- ASSIGNED TASK -
Pull out every line with the word "mind" from the entries below.

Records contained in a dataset
..............................

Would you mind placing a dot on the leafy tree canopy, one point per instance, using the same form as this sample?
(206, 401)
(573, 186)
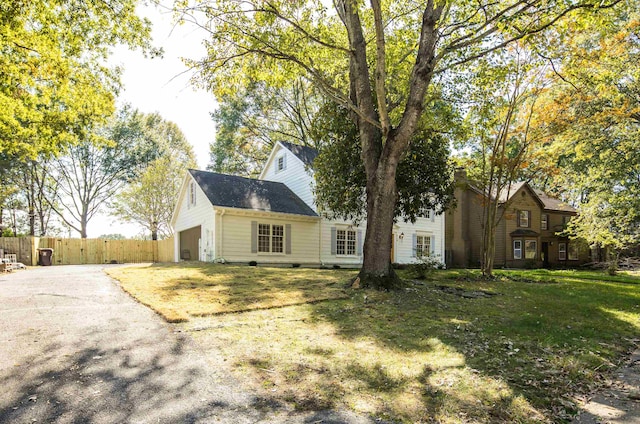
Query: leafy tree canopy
(54, 84)
(251, 120)
(423, 174)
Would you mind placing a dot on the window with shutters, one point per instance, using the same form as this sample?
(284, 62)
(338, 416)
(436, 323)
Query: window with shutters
(572, 252)
(524, 219)
(280, 164)
(423, 246)
(270, 238)
(562, 251)
(346, 242)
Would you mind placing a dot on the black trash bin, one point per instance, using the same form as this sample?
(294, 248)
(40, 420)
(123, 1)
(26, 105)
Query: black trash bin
(44, 256)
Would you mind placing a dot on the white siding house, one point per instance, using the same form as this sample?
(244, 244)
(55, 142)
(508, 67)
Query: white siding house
(274, 219)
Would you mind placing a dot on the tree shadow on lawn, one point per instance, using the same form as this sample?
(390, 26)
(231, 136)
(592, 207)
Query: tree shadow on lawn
(217, 289)
(524, 352)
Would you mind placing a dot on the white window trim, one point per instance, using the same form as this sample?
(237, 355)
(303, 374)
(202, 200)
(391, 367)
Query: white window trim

..............................

- RESPONSE TO THIS EXERCISE -
Would you mind placing a dot on the leafy tree canopy, one point per instance, using the same form as this sample?
Would you mind placing a dot on the window with shutters, one point per instance, using the same form as this sample?
Would you mind placing a dot on the black trash bin, one point per instance, using the same form as this sample?
Would you mind placing a dot on the white siding house, one point per instance, using the same form as this sample?
Would you mind placing a dot on the tree shadow on lawn, one point per instance, using the same form as this sample?
Would you mind placing a dot on the white window trim, one point per instance, using the same form as this sample?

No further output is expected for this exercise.